Problem description:
Reproduce the lines below word for word, keeping each one in its original order.

Records to process:
** start **

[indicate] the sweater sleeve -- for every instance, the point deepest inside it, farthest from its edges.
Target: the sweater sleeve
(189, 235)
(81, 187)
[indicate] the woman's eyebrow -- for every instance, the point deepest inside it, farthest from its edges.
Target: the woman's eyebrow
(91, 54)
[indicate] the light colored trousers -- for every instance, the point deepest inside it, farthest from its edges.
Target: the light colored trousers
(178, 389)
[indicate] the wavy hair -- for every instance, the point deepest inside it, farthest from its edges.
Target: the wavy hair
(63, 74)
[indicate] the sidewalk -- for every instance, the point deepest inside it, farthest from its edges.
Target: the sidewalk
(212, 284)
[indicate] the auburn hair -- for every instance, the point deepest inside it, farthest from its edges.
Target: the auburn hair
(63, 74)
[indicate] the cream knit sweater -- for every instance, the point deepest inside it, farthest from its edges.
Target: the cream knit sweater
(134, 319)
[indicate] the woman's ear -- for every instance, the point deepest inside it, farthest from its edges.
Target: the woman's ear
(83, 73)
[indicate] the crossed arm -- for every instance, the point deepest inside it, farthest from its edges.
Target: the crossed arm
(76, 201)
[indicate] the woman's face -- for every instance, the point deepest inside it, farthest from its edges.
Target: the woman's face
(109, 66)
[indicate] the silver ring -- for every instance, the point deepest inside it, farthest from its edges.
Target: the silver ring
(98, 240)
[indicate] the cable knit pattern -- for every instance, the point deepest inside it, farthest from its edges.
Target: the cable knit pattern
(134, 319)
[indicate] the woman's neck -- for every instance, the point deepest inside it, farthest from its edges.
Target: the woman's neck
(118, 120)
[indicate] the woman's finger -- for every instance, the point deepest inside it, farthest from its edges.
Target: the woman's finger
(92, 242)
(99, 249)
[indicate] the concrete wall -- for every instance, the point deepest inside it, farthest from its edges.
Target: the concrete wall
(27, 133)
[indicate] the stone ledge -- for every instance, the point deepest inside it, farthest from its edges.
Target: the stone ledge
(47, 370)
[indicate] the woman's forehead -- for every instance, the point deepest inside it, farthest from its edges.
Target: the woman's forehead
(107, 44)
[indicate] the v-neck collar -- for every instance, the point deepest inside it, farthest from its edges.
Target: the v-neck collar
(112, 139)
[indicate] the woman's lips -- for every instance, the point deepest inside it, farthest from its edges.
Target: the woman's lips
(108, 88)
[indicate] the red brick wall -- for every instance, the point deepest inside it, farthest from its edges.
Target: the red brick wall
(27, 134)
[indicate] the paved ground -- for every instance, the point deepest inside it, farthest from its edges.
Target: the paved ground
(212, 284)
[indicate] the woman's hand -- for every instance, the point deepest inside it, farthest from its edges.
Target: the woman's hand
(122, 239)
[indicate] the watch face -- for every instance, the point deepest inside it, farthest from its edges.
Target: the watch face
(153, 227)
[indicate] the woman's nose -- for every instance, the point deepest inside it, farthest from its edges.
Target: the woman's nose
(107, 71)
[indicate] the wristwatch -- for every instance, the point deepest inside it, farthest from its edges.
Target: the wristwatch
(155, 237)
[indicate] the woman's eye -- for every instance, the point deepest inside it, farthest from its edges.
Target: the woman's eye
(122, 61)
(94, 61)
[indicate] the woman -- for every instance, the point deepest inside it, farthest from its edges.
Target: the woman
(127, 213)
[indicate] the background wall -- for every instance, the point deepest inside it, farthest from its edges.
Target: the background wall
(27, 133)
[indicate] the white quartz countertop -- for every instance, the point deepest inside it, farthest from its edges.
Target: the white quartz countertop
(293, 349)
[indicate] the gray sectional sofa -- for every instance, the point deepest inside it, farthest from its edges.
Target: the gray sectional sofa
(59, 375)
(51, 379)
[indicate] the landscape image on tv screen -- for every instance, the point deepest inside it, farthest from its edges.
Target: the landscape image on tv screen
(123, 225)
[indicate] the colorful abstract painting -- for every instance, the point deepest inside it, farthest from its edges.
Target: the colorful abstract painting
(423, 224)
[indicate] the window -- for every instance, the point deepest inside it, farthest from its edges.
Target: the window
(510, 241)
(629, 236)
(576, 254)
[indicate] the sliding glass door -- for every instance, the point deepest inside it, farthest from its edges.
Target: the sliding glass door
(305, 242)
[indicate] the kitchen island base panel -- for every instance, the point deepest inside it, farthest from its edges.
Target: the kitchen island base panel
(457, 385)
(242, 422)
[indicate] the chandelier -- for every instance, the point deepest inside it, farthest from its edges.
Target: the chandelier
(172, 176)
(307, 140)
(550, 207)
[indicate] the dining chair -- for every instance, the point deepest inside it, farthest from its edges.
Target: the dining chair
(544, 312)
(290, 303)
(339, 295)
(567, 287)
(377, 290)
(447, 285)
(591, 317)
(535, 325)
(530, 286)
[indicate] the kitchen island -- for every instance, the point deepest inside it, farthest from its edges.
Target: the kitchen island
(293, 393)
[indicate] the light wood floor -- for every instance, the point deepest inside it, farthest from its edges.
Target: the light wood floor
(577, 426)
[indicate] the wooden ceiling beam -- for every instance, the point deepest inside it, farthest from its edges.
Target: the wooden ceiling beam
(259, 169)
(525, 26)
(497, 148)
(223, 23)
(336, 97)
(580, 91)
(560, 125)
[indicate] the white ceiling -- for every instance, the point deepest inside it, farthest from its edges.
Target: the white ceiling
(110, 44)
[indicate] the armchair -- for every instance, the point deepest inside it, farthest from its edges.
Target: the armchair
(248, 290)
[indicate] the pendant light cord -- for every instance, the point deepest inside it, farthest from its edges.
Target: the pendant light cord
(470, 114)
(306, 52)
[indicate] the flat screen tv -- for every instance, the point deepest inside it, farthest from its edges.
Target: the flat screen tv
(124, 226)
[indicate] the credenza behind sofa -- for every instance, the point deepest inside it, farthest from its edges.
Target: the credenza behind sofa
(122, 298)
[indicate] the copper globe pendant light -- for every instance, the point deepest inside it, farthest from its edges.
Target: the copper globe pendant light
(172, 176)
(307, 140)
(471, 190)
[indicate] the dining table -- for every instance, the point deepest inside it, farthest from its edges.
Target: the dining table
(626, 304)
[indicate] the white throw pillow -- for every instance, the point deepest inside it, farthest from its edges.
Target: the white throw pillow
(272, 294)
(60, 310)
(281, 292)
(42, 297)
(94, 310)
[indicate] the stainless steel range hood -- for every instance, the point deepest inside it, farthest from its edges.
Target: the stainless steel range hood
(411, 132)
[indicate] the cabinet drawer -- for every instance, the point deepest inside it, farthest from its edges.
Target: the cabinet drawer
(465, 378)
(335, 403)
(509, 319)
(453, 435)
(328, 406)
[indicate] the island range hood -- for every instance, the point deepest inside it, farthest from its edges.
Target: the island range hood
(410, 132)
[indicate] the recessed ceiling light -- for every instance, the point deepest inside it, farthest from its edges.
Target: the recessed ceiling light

** end **

Solution to this problem:
[indicate] the sweater sleeve -- for every instance, the point deepest inside it, farthest from its edges.
Target: the sweater sleeve
(189, 235)
(81, 187)
[indicate] the woman's eyebrow -- for every instance, the point deepest inside it, farthest from its edges.
Target: the woman's eyebrow
(91, 54)
[indicate] the light colored trousers -- for every instance, the point deepest inside it, farthest from its edges.
Target: the light colored trousers
(178, 389)
[indicate] the wavy hair -- for every instance, the point deepest inside it, farthest from its edges.
Target: the wavy hair
(63, 74)
[indicate] the sidewalk -- for every instance, the point deepest inside it, farthest from its edges.
Target: the sidewalk
(212, 284)
[indicate] the auburn hair -- for every instance, the point deepest inside it, farthest from its edges.
Target: the auburn hair
(63, 74)
[indicate] the cream knit sweater -- for every instance, the point deepest inside it, farthest from its edges.
Target: the cream knit sweater
(134, 319)
[indicate] the woman's ear -- for every instance, the point deepest inside it, farthest from its edges.
Target: the woman's ear
(83, 73)
[indicate] the crossed arm -- for every instance, the point deepest inside it, farthest from its edges.
Target: the crossed arm
(76, 201)
[indicate] the woman's face -- for every instance, the point deepest inside it, farthest from its edges.
Target: the woman's face
(109, 66)
[indicate] the silver ring -- for every instance, the point deepest inside it, farthest from its edges.
Target: the silver ring
(98, 240)
[indicate] the cable knit pattern -- for every instance, the point deepest inside it, farthest from its edges.
Target: the cable knit pattern
(134, 319)
[indicate] the woman's neck -- for every instance, the point deepest inside it, farthest from its edges.
Target: the woman's neck
(118, 120)
[indicate] the woman's finger -- for every instance, the point deepest inside it, farthest from its edges.
Target: the woman's finger
(92, 242)
(99, 249)
[indicate] the concrete wall -- for every instance, the point deepest inside it, farthest from its edges.
Target: the concrete wall
(27, 133)
[indicate] the stone ledge -- for every instance, the point deepest inside it, farthest from its edges.
Target: the stone ledge
(47, 370)
[indicate] the woman's forehead -- for every instance, the point deepest inside it, farthest from its edges.
Target: the woman's forehead
(107, 44)
[indicate] the v-neck collar -- for every instance, the point deepest inside it, farthest from its edges.
Target: the v-neck collar
(112, 139)
[indicate] the woman's lips -- for every instance, the point deepest inside it, farthest from its edges.
Target: the woman's lips
(108, 88)
[indicate] the red brick wall -- for every instance, the point deepest inside it, farthest from its edges.
Target: the red brick wall
(27, 134)
[indicate] the paved ground -- for every instance, the point deepest inside it, farthest from its edges.
Target: the paved ground
(212, 284)
[indicate] the woman's hand -- for every instance, the point deepest inside it, farthest from its edges.
Target: the woman's hand
(122, 239)
[indicate] the watch face -- for every instance, the point deepest inside it, farthest from its edges.
Target: the watch face
(153, 227)
[indicate] the woman's nose -- for every instance, the point deepest inside it, farthest from its edges.
Target: the woman's nose
(107, 71)
[indicate] the wristwatch -- for every instance, the point deepest inside it, farthest from its edges.
Target: the wristwatch
(155, 237)
[indicate] the woman's eye -- for every instance, the point deepest inside it, farthest from its edges.
Target: the woman's eye
(122, 61)
(94, 61)
[indicate] the woman -- for every instance, the point deepest inside it, farthest from its edges.
Target: the woman
(127, 213)
[indicate] the background wall -- for every instance, the point deepest inside it, farthest from its edges.
Target: the background wall
(27, 133)
[indicate] the white quartz countertop -- for every instance, the point deepest inside it, farthest from its edges.
Target: the white quartz countertop
(293, 349)
[indicate] the gray sectional sofa -- for every instance, the point deepest inside it, farthest from its edges.
Target: the gray sectional sofa
(59, 375)
(51, 379)
[indicate] the landscape image on tv screen -- for every instance, the point deepest inside it, farthest from its edges.
Target: the landscape image on tv screen
(123, 225)
[indicate] the colorful abstract painting -- for every instance, the point deepest inside it, farthest from its edges.
Target: the colorful abstract painting
(423, 224)
[indicate] the window -- for every instance, the point deepest inside it, farthest from its edges.
Target: the window
(510, 241)
(629, 236)
(576, 254)
[indicate] the sliding glass door -- for every instance, the point deepest inside it, farthest from its edges.
Target: the sliding glass door
(305, 242)
[indicate] the kitchen island base panel -- for every instance, the point deepest inside it, farthest from its edges.
Target: the kitchen island base panel
(457, 385)
(242, 422)
[indicate] the chandelier -- for every instance, the point deepest inside it, farthest from its edges.
Target: the chandelier
(172, 176)
(307, 140)
(550, 207)
[indicate] the dining chair -- for every instance, the point deepest inside it, farthest from its edges.
Target: the dining chair
(544, 312)
(290, 303)
(339, 295)
(567, 287)
(377, 290)
(447, 285)
(591, 317)
(535, 325)
(530, 286)
[indicate] the kitchen island -- for every instance, the point deepest inside it, farthest from its edges.
Target: the kitchen island
(293, 393)
[indicate] the light wood floor -- for every instance, the point deepest inside it, farthest from its edges.
Target: the light wood floor
(577, 426)
[indicate] the wooden ceiling beam -- for every instance, the point deepest inside it, farthest from its edges.
Target: the wooden ceiling beam
(259, 169)
(525, 26)
(497, 148)
(223, 23)
(336, 97)
(580, 91)
(560, 125)
[indicate] the white ceiling -- for every instance, the point deepest inside it, farthest from its edges.
Target: the white ceiling
(110, 44)
[indicate] the armchair -- for every instance, the point deepest inside it, farthest from its edges.
Target: the armchair
(248, 290)
[indicate] the pendant light cord -- for every instance, the point deepest inside it, farthest from its edges.
Target: the pendant light cord
(470, 114)
(306, 52)
[indicate] the flat screen tv -- for every instance, the point deepest inside it, farthest from its edges.
Target: the flat screen tv
(124, 226)
[indicate] the credenza behind sofa -- for every instance, the point deepest inside it, farthest from its edges.
Target: the credenza behind sofa
(122, 298)
[indicate] the copper globe pendant light -- for every instance, the point deepest inside it, farthest from its edges.
Target: the copper globe pendant light
(172, 176)
(307, 140)
(471, 190)
[indicate] the dining table -- for every instance, the point deepest inside it, farthest from its edges.
Target: the dining table
(626, 304)
[indicate] the white throw pillow -- for every instance, the point deepest inside it, farthest from its edges.
Target: the white throw pillow
(272, 294)
(60, 310)
(281, 292)
(42, 297)
(94, 310)
[indicate] the stainless steel range hood -- for every instance, the point deepest inside it, farthest from its edges.
Target: the stainless steel range hood
(411, 132)
[indicate] the cabinet drawer -- for every instance, the point deepest inside it, farthest from its edges.
Target: the cabinet drawer
(465, 378)
(335, 403)
(509, 319)
(453, 435)
(328, 406)
[indicate] the island range hood -- for every instance, the point deepest inside it, farthest from its edges.
Target: the island range hood
(410, 132)
[indicate] the recessed ceiling light -- for every instance, the point deepest inside it, farthest from its edges.
Target: the recessed ceiling light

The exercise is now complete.